━━ Text segment ━━
The Union then appealed to the Judicial Committee of the Privy Council in Britain, at that time the court of last resort for the colonies of the British Empire, including Canada. (There was no appeal to the Supreme Court of Canada, as that court had not yet been created.) The Union was represented by Sir William Harcourt, QC, and Mr Bompas. The widows were represented by Judah P. Benjamin, QC, and F.W. Gibbs.

Lord Selborne gave the decision for the Committee. He ruled that the statute was constitutional, as a local and private matter, within provincial jurisdiction under s. 92(16) of the Constitution Act, 1867. It dealt solely with the affairs of the Union, which operated in Montreal, and whose members were clearly within provincial jurisdiction. The Act took note of a particular state of affairs of the Union and provided a remedy. The subject matter of the Act was clearly local and private in nature.

Bankruptcy and insolvency, on the other hand, is a general matter, providing a legal system for the administration of estates of persons who may become bankrupt or insolvent. The federal Parliament had not enacted any legislation under this head of power at the time of the events, and to suggest that the mere possibility that Parliament would enact such legislation in future should take the matter out of provincial jurisdiction "... would go very far to destroy that [provincial] power in all cases." Lord Selborne went on to describe the extent to which the federal power could reach:

The words describe in their own legal sense provisions made by law for the administration of the estates of persons who may become bankrupt or insolvent, according to rules and definitions prescribed by law, including of course the conditions in which that law is to be brought into operation, the manner in which it is to be brought into operation, and the effect of its operation.

Lord Selborne noted that there was no proof that the Union was insolvent, and in fact the tendency of the Act was to keep it from becoming insolvent. Nor did the provincial Act terminate the Union, wind it up, or distribute its assets to its creditors. The provincial Act therefore did not deal with bankruptcy and insolvency and did not intrude on federal jurisdiction.

He concluded that the Committee should advise Her Majesty that the appeal be allowed and the original suit be dismissed, with no order as to costs. As was the practice of the Judicial Committee at that time, Selborne gave the decision for the entire committee, with no reasons from any of the other judges.
━━━
━━ Records supplied ━━
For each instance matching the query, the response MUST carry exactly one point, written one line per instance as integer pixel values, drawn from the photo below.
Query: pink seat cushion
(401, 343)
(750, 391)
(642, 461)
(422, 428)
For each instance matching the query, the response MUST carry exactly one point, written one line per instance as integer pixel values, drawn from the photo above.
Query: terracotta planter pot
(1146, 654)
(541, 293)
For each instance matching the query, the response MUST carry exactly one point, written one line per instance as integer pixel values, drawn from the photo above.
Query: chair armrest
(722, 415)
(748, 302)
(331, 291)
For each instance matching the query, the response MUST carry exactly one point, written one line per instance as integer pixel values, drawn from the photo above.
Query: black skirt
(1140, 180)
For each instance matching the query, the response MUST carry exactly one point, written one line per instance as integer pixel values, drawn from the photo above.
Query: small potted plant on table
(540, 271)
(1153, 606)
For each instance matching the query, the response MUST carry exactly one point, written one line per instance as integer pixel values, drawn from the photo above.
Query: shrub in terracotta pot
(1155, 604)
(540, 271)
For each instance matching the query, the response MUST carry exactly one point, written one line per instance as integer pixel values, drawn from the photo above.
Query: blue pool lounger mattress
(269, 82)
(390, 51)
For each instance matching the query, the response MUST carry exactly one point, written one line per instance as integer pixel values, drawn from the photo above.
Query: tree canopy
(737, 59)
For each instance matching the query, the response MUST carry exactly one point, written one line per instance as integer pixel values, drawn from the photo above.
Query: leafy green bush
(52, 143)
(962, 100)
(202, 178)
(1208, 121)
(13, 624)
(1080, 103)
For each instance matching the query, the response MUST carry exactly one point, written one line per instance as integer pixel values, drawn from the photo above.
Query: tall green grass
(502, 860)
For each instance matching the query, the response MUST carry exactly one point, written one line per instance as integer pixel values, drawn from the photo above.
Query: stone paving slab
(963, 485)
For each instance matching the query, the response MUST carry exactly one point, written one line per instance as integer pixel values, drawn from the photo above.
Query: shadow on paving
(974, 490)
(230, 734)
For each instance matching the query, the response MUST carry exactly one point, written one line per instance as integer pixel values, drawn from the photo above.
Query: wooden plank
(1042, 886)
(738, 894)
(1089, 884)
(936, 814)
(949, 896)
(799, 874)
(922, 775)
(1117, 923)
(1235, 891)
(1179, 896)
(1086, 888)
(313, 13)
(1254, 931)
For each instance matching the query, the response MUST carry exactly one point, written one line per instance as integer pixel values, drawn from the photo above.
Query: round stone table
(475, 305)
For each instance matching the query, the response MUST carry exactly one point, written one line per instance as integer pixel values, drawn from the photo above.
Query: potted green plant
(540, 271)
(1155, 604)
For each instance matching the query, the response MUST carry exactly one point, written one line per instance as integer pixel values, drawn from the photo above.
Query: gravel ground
━━━
» Requirement
In the text on the Privy Council appeal, who represented the widows?

» Answer to this task
Judah P. Benjamin, QC, and F.W. Gibbs.